Exercise aim
Report how many lines in the data below contain the string "green", treating case as significant. Give only the number.

╭─ Dataset records

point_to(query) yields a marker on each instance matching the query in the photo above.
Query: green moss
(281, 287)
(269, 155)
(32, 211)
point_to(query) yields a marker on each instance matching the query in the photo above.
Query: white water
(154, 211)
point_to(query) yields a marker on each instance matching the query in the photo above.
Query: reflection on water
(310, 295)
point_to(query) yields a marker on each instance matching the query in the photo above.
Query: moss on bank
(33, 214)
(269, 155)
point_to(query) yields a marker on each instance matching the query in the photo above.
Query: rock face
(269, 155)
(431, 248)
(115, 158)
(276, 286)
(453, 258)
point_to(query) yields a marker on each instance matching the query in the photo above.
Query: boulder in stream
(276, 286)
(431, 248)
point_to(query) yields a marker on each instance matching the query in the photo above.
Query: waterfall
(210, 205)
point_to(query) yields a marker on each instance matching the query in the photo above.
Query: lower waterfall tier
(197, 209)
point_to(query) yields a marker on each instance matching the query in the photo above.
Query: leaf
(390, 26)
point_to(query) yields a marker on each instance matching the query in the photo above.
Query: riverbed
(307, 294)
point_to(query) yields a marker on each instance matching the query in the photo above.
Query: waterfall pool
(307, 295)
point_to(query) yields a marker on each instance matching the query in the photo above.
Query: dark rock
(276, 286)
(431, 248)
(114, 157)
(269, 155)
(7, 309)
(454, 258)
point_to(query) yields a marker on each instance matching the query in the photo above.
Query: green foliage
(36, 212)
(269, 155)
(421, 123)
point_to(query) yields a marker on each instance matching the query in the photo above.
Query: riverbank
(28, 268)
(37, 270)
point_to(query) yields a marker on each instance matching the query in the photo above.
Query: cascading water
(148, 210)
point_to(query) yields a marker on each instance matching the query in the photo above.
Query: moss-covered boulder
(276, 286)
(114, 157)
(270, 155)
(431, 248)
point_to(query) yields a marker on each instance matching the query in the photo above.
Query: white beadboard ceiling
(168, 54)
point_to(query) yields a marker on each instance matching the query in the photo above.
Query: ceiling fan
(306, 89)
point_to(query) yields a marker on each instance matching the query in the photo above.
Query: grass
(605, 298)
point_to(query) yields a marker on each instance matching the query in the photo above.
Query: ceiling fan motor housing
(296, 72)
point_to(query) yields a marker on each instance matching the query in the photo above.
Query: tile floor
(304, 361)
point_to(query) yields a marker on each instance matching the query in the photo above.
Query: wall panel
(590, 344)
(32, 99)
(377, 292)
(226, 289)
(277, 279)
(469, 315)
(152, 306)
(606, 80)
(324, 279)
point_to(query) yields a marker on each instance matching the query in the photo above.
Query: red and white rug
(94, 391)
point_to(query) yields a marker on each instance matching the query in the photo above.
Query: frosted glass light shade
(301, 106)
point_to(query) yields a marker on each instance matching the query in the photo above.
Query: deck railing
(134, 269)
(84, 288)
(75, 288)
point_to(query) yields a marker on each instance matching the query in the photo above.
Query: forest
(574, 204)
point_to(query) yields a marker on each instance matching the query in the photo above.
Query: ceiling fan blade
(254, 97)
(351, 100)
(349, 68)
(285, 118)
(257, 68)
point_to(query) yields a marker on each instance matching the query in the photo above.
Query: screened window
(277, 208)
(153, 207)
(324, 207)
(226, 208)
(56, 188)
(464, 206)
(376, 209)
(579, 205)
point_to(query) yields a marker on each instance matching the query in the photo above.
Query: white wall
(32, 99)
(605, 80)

╰─

Worked solution
2